**THE PROBLEM:** Give only the number of lines in the data that include the string "query".

**INPUT DATA:**
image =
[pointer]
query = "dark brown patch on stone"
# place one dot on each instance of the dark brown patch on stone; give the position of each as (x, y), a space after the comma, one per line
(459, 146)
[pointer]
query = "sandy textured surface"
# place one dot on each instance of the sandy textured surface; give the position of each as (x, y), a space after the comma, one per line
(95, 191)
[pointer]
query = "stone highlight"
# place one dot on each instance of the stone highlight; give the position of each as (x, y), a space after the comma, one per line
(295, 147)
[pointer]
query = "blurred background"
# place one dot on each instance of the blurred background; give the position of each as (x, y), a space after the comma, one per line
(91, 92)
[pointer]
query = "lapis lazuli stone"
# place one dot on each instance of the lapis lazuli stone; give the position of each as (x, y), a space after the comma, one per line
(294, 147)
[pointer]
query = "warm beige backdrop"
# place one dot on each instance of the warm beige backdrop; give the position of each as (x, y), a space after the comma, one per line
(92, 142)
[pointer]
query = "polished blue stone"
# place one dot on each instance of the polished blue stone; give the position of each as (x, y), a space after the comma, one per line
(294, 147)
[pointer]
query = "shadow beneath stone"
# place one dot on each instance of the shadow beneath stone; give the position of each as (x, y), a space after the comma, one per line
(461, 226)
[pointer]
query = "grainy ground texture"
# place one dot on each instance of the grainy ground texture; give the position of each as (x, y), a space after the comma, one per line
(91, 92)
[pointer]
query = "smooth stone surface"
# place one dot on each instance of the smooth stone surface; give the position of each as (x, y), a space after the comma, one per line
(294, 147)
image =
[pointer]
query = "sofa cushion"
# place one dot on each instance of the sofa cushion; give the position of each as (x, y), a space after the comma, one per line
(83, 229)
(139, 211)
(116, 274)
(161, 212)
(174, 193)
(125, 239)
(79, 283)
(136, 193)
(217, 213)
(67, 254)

**RESPONSE TO THE EXERCISE:** 11